The Australian health system, like most, is facing increasing demand to deliver higher quality of care within ever tighter fiscal constraints through Activity Based Funding. What a challenge for health leaders!

A few years ago, when I asked a group of health executives to outline the main aspects of their role, the key challenges seemed to be financial balance, workforce control and planning. While these are still important management functions, hopefully the days of the economic rationalist and heroic leader are history.

Poor management and leadership cause more needless harm, including deaths, than clinical mistakes or incompetence. Health systems and entities need leadership of the highest standard at all levels to meet the increasing expectations of patients and communities. Leaders need to focus on improving the health of the population served and on the way care is delivered.  This is the REAL challenge for health leaders and where value can be added.

It is this thinking that has made distributed and collective leadership key principles of the NSW Health Leadership Framework. The King’s Fund, in the United Kingdom and the Center for Creative Leadership, in the United States of America, have recently reinforced the case for collective leadership. Leaders must create cultures where all staff take individual and collective responsibility for delivery of safe, effective and high quality care. In their report Developing collective leadership for health published in May, 2014 (www.kingsfund.org.uk) the authors argue that such a strategy should begin with boards and executive teams but involve all staff and patient leads.

The report recommends that organisations create cultures that:

  • reinforce and sustain visions of continually improving, high quality and compassionate care
  • establish clear, challenging, measurable priorities for all staff
  • ensure staff are respected, valued and supported
  • build team, inter-team and inter-organisational working
  • ensure continual learning and quality improvement at every level and in every area
  • encourage people to accept responsibility for outcomes and to view errors or failures as opportunities for learning and innovation
  • encourage high levels of staff engagement and ensure collaboration across professional and organisational boundaries

The Health Research and Educational Trust in the USA has also published an important contribution to the discussion. Their report, Building a Leadership Team for the Health Care Organization of the Future (April, 2014) stresses the importance of leaders focusing on quality, safety, efficiency, population health engagement and seamless delivery across the continuum, along with the need for physicians and other clinical professionals to play a more significant role. (www.hpoe.org).

> **DESCRIPTION OF THE TASK**: Reproduce the passage on health leadership word for word from "The Australian health" to "leader are history.".

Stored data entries
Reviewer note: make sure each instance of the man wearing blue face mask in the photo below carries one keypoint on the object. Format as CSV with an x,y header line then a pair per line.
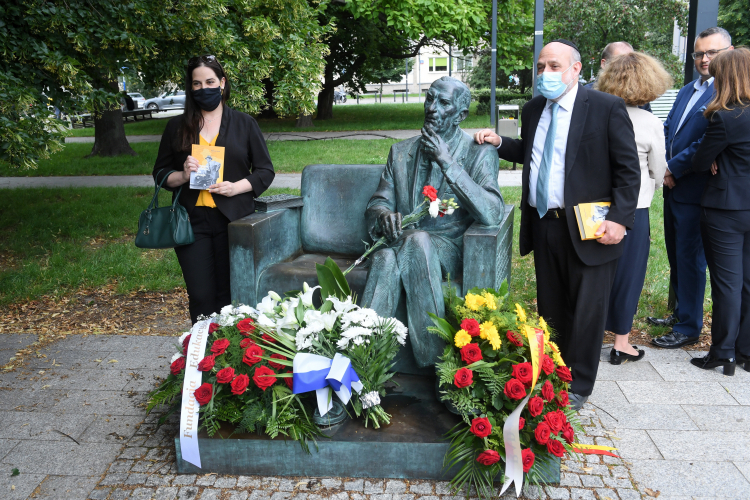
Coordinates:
x,y
577,146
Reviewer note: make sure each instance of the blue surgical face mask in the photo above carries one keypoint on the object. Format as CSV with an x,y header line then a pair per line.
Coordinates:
x,y
550,83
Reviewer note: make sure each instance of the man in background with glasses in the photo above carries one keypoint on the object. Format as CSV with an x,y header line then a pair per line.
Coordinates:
x,y
683,130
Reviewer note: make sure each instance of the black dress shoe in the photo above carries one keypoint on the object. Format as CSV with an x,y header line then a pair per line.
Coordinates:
x,y
618,357
709,362
673,340
668,321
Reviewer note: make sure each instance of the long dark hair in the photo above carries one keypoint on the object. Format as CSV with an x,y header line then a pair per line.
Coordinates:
x,y
192,118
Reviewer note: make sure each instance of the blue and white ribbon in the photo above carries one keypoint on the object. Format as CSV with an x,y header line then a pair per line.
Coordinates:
x,y
320,374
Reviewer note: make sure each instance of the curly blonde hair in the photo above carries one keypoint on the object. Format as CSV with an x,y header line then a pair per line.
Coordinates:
x,y
635,77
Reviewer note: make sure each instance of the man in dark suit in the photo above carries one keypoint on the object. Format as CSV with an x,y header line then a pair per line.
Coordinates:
x,y
577,146
683,131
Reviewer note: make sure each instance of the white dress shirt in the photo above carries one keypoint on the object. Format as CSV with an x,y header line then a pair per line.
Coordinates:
x,y
556,189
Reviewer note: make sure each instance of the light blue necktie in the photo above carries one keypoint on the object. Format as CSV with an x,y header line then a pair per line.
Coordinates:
x,y
542,181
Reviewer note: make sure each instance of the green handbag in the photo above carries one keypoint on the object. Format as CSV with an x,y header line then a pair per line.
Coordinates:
x,y
164,227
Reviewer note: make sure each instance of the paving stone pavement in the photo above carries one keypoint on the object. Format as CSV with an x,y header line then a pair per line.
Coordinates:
x,y
74,425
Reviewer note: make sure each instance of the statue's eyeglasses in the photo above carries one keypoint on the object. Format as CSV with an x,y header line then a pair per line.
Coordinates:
x,y
710,53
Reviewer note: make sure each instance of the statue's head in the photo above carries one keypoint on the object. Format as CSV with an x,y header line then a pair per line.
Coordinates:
x,y
446,105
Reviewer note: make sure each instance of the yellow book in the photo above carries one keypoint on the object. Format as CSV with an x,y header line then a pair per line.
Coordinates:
x,y
211,169
590,216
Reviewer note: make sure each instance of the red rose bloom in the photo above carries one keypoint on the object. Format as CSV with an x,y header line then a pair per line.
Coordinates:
x,y
252,355
535,406
246,326
471,353
548,392
430,192
225,375
488,457
564,373
514,389
555,421
524,373
470,326
514,338
239,384
178,365
219,346
203,393
481,427
569,434
264,377
541,433
278,366
207,364
464,378
555,447
527,457
548,366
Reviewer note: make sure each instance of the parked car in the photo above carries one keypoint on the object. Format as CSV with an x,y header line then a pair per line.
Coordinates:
x,y
167,100
138,100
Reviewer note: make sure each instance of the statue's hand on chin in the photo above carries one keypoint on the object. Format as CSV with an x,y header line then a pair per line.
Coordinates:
x,y
390,225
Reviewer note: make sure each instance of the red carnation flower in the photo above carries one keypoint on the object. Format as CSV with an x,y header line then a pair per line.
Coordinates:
x,y
239,384
514,389
207,364
514,338
203,393
252,355
542,433
564,373
524,373
470,326
548,392
177,365
278,366
535,406
548,366
264,377
219,346
488,457
555,447
225,375
464,378
527,457
430,192
246,326
471,353
481,427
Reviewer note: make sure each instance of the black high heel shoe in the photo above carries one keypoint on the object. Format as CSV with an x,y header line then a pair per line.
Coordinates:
x,y
618,357
709,362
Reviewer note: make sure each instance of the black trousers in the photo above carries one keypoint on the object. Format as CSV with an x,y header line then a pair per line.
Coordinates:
x,y
726,235
205,263
573,298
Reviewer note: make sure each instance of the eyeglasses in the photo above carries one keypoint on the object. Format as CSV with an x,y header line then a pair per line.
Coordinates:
x,y
710,53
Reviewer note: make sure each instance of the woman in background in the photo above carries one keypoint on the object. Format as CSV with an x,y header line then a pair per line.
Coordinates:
x,y
638,79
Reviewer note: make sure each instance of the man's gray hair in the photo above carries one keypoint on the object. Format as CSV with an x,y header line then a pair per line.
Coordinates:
x,y
463,99
715,31
610,48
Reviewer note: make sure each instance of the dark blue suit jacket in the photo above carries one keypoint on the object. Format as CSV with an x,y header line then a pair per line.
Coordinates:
x,y
682,143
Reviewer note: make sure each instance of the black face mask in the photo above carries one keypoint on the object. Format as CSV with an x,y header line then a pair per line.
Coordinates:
x,y
208,99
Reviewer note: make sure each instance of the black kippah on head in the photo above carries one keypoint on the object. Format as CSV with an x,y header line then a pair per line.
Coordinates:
x,y
568,43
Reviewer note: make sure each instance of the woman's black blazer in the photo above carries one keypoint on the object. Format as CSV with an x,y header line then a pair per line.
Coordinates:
x,y
727,140
246,157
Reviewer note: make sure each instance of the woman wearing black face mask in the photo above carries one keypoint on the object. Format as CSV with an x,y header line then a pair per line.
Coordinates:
x,y
248,172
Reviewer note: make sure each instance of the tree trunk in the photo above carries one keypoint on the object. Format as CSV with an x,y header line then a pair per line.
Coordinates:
x,y
304,121
325,103
109,135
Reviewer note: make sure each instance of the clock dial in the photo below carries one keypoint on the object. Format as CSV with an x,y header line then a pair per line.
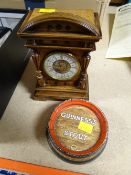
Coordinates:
x,y
61,66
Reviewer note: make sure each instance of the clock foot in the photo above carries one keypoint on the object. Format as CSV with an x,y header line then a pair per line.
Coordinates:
x,y
60,93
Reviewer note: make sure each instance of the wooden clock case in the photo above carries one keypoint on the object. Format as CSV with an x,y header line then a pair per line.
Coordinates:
x,y
49,31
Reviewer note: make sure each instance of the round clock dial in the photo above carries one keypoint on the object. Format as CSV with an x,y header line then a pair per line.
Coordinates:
x,y
61,66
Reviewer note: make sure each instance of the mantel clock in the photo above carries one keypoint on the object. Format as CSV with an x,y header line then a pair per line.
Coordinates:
x,y
61,41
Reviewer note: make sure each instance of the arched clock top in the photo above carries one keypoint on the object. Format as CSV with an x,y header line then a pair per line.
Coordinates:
x,y
60,22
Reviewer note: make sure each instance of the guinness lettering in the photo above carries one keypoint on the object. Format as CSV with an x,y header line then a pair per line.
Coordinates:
x,y
76,117
75,135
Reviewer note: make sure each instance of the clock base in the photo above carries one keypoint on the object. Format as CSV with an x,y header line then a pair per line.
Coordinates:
x,y
60,93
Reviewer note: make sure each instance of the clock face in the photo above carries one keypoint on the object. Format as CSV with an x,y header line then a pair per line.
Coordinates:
x,y
61,66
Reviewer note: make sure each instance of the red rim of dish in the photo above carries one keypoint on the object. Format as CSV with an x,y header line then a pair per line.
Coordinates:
x,y
99,115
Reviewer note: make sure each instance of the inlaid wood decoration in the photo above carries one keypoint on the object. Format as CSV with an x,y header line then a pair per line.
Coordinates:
x,y
77,131
61,41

> **WORKED SOLUTION**:
The Australian health system, like most, is facing increasing demand to deliver higher quality of care within ever tighter fiscal constraints through Activity Based Funding. What a challenge for health leaders!

A few years ago, when I asked a group of health executives to outline the main aspects of their role, the key challenges seemed to be financial balance, workforce control and planning. While these are still important management functions, hopefully the days of the economic rationalist and heroic leader are history.